**What the task requires:**
Reproduce the items below verbatim, starting at the line that contains "Could you kindly tag the cricket's head" and ending at the line that contains "column 207, row 179", with both of those lines included.

**Record excerpts:**
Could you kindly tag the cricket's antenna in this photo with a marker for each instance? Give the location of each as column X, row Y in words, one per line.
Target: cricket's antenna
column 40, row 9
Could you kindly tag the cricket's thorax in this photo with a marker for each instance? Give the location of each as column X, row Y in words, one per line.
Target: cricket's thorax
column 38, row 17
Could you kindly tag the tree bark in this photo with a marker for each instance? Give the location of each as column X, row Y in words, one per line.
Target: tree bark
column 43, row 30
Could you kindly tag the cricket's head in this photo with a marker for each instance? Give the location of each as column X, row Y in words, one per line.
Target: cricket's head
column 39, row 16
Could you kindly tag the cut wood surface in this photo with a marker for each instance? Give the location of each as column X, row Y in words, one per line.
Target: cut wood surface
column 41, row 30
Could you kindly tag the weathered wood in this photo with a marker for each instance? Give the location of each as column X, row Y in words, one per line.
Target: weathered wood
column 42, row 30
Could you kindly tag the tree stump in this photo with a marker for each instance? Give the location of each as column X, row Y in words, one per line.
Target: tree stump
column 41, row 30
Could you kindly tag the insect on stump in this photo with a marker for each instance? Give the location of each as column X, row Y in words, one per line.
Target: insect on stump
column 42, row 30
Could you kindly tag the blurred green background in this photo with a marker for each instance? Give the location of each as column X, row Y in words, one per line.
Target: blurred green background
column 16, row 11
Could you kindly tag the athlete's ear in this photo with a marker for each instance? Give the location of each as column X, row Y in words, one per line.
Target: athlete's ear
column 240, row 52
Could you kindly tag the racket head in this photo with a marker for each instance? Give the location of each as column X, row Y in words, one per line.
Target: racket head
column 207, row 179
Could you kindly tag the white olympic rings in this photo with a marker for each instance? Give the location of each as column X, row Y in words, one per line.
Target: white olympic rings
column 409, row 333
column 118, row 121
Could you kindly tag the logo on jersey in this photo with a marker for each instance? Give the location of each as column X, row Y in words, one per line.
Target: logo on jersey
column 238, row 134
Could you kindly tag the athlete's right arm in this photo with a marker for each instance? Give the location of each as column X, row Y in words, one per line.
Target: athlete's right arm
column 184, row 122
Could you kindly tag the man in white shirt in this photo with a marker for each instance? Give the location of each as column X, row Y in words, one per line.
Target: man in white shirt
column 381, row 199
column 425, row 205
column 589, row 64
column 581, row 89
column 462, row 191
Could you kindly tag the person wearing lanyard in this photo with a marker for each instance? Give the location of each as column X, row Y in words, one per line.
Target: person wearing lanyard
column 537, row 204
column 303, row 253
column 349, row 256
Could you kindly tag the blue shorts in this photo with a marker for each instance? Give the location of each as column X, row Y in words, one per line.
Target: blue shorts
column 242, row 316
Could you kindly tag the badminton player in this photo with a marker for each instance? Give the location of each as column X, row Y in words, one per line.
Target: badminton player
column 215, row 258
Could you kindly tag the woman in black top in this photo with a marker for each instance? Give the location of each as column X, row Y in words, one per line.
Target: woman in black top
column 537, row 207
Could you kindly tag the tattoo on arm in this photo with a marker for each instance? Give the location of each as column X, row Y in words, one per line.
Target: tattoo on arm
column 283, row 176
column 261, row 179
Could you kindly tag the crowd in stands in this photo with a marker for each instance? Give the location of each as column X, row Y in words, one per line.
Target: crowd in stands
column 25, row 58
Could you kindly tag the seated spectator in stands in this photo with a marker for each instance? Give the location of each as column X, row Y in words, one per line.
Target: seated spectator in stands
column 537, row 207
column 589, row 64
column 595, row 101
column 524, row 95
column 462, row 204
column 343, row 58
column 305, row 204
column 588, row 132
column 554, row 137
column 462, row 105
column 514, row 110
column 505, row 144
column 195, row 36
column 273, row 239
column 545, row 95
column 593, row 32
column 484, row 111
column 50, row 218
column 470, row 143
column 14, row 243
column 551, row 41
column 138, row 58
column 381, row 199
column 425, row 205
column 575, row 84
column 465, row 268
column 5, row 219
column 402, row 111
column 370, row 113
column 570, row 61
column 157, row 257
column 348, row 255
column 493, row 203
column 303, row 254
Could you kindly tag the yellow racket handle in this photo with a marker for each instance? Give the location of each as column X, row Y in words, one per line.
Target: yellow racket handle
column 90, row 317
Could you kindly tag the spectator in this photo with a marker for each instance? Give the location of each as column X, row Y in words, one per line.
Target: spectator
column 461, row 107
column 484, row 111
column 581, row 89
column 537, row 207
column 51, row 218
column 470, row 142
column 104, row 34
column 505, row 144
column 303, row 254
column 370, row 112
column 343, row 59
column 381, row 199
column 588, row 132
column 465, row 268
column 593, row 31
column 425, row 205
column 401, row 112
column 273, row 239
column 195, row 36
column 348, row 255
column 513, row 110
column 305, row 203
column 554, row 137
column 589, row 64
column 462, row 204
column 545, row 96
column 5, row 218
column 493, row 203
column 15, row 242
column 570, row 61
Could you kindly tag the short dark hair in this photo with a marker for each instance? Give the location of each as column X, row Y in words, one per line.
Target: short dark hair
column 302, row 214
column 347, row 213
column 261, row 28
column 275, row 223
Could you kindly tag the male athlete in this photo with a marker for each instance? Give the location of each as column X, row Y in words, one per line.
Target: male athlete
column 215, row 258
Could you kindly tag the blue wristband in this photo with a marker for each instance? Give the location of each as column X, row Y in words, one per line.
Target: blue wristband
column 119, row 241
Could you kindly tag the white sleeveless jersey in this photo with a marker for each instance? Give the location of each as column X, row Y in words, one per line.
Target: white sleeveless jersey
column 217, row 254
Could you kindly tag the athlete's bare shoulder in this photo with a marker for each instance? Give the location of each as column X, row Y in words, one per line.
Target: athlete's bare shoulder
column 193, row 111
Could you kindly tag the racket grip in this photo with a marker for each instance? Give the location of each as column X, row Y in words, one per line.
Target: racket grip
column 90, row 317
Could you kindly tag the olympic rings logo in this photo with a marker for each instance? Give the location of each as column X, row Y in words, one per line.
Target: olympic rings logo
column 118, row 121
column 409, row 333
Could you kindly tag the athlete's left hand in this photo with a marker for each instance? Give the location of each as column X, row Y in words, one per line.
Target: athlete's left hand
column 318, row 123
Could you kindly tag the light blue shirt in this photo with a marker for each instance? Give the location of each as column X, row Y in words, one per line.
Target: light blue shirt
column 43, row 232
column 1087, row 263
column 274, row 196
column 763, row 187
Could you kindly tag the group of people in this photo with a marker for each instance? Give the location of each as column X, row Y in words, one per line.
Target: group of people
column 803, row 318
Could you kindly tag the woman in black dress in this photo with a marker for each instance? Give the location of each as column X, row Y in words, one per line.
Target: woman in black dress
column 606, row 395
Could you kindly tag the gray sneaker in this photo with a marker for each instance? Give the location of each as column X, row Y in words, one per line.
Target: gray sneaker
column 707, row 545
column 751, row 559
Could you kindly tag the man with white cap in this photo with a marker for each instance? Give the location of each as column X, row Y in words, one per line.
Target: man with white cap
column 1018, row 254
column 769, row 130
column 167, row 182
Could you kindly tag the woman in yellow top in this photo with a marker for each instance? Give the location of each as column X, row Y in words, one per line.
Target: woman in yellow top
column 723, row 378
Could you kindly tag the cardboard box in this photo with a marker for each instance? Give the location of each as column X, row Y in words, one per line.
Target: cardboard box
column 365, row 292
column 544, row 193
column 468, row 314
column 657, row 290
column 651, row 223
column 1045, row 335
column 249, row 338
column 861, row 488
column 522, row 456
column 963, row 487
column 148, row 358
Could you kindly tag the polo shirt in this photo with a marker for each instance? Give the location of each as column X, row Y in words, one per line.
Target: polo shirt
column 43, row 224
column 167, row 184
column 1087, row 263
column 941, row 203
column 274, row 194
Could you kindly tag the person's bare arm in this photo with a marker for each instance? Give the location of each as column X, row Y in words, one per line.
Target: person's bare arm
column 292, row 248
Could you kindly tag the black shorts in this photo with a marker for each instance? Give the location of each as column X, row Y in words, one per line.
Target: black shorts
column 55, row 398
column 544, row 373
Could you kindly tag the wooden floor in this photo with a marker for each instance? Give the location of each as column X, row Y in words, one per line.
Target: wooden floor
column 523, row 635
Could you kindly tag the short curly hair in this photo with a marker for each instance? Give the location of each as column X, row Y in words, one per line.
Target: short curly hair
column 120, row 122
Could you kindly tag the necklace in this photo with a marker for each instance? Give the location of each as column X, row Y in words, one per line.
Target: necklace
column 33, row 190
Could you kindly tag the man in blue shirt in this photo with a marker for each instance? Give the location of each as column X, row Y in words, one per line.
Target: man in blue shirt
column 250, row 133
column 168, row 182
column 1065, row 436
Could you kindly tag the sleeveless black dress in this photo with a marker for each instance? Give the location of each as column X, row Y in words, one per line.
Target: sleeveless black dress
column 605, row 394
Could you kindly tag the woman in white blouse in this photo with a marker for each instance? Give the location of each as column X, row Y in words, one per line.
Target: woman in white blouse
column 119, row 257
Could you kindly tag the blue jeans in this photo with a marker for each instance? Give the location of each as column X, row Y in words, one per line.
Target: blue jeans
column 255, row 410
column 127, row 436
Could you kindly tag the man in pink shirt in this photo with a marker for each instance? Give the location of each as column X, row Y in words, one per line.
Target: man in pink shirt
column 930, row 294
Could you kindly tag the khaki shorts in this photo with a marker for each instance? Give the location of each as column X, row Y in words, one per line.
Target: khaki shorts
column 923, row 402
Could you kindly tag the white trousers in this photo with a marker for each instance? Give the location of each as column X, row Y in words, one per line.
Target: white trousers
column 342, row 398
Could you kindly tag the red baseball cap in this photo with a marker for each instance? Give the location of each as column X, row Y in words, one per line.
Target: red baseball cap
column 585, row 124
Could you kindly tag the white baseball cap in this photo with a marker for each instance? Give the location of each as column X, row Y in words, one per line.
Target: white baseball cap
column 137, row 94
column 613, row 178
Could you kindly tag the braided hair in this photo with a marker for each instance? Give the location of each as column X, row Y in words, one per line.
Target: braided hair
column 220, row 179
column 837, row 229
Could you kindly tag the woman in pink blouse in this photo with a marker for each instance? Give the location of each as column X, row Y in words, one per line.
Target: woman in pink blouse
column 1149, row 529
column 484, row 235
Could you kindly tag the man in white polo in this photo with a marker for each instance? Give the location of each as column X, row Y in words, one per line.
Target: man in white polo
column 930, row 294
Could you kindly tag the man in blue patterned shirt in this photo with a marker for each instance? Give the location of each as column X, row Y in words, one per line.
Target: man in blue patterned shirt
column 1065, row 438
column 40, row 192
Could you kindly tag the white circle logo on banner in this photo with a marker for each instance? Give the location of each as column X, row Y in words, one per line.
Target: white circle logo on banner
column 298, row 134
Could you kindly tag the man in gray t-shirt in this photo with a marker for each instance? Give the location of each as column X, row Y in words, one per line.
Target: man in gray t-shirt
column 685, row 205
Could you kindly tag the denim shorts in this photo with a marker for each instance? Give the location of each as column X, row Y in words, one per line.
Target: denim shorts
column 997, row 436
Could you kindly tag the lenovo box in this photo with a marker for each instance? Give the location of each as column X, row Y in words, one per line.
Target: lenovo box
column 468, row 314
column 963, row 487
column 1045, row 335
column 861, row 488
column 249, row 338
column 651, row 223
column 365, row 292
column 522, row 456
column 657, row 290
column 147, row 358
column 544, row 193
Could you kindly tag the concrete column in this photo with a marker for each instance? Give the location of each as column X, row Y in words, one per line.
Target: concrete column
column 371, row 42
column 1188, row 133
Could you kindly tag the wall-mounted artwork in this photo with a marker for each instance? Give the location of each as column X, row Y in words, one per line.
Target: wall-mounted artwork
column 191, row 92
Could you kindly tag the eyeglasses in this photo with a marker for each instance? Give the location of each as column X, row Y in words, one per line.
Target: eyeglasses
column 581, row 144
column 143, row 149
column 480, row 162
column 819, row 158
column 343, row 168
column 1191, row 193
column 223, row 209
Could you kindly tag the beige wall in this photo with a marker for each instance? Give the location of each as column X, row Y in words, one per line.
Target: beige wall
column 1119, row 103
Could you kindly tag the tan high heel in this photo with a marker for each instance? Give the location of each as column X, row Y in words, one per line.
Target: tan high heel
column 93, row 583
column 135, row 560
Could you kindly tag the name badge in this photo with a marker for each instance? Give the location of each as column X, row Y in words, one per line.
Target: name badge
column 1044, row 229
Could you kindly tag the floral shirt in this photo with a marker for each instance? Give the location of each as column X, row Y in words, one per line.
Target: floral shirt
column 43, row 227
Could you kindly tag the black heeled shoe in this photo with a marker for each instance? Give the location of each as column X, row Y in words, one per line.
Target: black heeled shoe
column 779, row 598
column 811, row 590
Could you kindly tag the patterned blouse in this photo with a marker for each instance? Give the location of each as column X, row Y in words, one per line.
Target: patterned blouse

**Task response:**
Could you kindly tag the cricket's head in this photo with a marker for each instance? Give the location of each as column X, row Y in words, one per line.
Target: cricket's head
column 39, row 16
Could you kindly tag the cut wood surface in this photo with a marker for each instance? Give the location of each as column X, row Y in words, one per line.
Target: cut wood surface
column 41, row 30
Could you kindly tag the weathered wood in this photo with a marker for each instance? Give the location of each as column X, row Y in words, one per line.
Target: weathered wood
column 42, row 30
Could you kindly tag the tree stump in this photo with a marker for each instance? Give the location of each as column X, row Y in words, one per line.
Target: tree stump
column 41, row 30
Could you kindly tag the insect on stump in this photo with a marker for each instance? Give the location of each as column X, row Y in words, one per line.
Target: insect on stump
column 42, row 30
Could you kindly tag the blurred green background in this photo with a marker for each instance? Give the location of each as column X, row Y in words, one per line.
Target: blurred green background
column 16, row 11
Could you kindly tag the athlete's ear in this photo with a marker for each instance? Give the location of each as column X, row Y in words, one per line.
Target: athlete's ear
column 240, row 52
Could you kindly tag the racket head in this photo with a marker for each instance? Give the location of each as column X, row Y in words, one per line.
Target: racket head
column 207, row 179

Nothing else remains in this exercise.